# Exercise objective:
Rewrite everything from the row containing "Greenhouse-scouting request: tag the hillside" down to the final row, keeping the requests and offsetting each x and y coordinate in the answers by adding 99.

(Collection entries)

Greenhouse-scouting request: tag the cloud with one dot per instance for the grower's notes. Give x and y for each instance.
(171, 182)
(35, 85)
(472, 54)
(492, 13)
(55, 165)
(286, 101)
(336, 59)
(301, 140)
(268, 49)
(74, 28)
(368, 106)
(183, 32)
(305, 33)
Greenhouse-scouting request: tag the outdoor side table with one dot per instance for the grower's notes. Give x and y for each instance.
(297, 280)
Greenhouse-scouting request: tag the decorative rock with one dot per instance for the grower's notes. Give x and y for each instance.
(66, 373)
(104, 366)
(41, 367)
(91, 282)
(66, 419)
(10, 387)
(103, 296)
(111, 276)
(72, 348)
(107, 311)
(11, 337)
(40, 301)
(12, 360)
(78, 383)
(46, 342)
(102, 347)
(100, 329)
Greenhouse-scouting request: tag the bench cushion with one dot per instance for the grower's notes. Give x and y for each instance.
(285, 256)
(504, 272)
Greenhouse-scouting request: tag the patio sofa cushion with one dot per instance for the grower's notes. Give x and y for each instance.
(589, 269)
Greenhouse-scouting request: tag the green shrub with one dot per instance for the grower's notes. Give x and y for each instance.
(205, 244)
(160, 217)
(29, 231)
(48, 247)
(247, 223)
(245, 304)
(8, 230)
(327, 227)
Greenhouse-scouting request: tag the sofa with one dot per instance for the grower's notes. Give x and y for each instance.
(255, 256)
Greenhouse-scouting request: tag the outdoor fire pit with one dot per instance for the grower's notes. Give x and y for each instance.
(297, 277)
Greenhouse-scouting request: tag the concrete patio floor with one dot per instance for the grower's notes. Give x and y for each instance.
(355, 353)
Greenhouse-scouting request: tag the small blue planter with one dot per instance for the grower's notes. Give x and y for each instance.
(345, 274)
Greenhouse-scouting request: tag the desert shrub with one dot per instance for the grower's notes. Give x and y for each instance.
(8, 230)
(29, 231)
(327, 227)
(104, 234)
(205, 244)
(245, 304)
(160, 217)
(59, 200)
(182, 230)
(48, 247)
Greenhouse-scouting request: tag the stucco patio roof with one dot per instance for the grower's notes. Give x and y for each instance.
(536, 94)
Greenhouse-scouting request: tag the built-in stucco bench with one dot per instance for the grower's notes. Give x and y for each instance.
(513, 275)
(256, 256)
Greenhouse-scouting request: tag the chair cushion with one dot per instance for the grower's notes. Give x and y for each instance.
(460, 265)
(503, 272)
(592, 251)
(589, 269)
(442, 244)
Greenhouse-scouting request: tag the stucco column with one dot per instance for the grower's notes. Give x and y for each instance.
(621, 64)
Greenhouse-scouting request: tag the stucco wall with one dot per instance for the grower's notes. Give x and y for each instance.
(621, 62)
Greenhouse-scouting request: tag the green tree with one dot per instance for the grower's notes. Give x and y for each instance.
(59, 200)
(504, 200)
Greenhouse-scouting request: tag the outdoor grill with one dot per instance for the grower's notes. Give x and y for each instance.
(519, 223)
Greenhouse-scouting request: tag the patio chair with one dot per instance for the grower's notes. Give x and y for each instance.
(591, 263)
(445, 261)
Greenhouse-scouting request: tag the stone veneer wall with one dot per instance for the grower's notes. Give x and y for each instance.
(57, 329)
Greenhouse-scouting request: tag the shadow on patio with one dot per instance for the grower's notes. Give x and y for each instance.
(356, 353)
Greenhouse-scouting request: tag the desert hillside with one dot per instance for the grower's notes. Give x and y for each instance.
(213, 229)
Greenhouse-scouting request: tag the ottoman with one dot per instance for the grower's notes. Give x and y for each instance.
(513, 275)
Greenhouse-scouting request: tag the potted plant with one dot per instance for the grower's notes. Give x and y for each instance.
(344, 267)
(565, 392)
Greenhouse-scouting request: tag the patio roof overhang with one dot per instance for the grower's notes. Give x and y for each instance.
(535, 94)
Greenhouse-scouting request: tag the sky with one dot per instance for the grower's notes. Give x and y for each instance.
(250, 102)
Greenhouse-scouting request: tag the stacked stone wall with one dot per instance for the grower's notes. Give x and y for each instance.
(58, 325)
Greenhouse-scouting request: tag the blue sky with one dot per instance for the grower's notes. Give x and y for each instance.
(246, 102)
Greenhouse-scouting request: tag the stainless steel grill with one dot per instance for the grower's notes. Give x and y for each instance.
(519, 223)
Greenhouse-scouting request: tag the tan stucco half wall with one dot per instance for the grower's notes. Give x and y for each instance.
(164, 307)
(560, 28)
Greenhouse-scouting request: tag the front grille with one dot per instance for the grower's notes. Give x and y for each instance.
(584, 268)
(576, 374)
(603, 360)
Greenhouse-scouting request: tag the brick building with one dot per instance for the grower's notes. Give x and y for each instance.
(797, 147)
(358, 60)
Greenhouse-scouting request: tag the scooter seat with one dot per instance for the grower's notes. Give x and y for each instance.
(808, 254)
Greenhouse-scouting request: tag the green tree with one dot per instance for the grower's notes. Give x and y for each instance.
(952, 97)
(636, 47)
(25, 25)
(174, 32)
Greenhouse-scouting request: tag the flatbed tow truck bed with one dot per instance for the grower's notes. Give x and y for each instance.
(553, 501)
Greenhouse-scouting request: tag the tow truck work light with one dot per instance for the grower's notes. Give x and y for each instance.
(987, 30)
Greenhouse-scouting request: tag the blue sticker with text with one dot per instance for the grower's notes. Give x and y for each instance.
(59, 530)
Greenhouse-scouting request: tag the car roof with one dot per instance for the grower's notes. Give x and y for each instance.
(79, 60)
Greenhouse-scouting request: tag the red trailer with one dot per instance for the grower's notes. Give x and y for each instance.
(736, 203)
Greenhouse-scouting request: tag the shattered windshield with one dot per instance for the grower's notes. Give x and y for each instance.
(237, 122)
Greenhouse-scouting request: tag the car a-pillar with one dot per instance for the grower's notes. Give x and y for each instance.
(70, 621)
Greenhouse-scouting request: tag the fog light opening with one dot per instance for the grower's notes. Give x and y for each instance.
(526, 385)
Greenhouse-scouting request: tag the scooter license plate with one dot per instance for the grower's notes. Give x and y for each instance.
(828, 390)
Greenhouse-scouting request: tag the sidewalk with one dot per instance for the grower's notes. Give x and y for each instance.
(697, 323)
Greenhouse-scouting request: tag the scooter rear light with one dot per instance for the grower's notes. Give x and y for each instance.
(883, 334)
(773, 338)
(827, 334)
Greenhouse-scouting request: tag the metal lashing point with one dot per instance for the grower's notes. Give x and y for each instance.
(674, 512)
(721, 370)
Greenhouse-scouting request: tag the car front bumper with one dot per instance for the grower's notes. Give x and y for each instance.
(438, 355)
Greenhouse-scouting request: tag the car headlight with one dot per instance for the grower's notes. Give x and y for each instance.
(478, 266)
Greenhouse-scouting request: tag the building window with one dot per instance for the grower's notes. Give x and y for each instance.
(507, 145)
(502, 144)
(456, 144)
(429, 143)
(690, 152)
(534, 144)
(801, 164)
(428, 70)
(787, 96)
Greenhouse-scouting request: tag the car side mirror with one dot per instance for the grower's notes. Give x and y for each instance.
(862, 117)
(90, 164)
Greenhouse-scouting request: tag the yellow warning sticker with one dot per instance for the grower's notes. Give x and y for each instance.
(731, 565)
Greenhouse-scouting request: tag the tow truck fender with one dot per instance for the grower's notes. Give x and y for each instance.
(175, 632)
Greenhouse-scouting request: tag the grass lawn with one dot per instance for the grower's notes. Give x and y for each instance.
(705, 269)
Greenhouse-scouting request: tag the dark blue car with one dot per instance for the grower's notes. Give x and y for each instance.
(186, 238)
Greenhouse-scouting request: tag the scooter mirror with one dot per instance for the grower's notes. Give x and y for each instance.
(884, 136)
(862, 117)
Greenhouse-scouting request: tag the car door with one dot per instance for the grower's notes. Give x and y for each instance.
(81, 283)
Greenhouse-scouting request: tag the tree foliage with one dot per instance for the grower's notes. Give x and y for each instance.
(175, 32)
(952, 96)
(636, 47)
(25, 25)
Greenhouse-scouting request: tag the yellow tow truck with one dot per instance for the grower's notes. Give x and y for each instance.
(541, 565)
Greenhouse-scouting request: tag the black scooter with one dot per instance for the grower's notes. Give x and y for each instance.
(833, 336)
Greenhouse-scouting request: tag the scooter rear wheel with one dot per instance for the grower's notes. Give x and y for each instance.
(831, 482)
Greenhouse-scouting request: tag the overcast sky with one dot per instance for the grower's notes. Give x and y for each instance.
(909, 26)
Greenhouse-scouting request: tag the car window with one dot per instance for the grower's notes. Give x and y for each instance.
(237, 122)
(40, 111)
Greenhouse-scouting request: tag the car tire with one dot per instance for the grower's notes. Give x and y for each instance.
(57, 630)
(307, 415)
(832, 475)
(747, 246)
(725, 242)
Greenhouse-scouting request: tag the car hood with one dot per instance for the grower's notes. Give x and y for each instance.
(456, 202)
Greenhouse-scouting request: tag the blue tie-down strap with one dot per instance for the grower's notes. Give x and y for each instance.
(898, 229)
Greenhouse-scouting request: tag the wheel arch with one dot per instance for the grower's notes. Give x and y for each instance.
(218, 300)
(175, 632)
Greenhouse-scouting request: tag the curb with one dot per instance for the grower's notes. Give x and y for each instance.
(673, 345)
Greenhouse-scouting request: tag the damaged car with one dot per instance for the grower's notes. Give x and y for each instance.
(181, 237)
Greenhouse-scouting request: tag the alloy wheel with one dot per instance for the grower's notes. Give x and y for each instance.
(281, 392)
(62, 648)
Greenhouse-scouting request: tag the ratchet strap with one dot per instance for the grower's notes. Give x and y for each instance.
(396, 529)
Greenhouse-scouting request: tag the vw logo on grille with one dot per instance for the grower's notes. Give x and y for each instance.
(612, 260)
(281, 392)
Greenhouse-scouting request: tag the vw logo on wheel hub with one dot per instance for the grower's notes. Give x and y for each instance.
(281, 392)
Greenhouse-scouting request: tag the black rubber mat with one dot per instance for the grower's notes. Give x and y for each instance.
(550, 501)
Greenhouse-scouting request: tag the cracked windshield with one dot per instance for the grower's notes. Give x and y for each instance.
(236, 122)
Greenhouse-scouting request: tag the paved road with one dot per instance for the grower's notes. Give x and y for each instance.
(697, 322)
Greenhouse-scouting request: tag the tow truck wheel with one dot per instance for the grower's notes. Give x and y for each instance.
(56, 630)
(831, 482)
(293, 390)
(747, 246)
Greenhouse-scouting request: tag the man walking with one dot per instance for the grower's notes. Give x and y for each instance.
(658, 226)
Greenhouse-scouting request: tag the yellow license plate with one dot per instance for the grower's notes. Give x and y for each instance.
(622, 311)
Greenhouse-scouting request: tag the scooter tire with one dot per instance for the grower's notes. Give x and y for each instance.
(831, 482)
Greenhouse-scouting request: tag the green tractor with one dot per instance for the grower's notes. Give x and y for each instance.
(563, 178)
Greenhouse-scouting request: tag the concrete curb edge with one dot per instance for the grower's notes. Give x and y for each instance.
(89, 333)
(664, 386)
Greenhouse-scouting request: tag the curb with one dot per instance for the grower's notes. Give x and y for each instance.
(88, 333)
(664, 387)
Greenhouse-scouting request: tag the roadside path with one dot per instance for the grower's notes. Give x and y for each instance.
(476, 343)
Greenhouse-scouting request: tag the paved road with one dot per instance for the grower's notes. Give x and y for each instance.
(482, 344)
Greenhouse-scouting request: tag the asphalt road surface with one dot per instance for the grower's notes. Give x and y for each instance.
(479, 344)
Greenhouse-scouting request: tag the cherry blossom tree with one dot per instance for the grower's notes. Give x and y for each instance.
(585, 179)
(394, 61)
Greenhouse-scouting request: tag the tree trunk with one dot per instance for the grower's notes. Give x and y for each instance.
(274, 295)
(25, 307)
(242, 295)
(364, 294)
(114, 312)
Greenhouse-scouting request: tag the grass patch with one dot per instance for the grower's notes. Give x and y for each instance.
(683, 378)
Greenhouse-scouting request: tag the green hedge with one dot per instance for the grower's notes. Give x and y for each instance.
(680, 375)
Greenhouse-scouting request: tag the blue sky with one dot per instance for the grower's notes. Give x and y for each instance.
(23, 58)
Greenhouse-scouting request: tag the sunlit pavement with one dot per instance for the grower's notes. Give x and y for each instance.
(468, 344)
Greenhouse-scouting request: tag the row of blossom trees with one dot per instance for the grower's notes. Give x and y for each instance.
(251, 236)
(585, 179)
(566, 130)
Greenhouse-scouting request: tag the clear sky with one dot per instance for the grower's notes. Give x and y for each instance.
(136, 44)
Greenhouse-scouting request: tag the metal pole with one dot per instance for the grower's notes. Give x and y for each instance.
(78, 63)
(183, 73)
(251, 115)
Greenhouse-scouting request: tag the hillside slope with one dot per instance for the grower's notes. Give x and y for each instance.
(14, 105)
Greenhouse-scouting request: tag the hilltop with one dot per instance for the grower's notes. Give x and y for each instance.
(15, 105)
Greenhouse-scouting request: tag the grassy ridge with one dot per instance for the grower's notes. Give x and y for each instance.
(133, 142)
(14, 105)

# Result:
Greenhouse-scouting request: tag the hillside slope with one dot per instance for the grower's notes. Give x and y for each instance.
(113, 204)
Greenhouse-scouting request: tag the hilltop with one dot per instance for the grower's notes. Give x and y for each instance.
(114, 204)
Greenhouse-scouting request: tag the grassy ridge with one dot per instance for the grower's notes. Give x and y for each instance.
(232, 241)
(113, 204)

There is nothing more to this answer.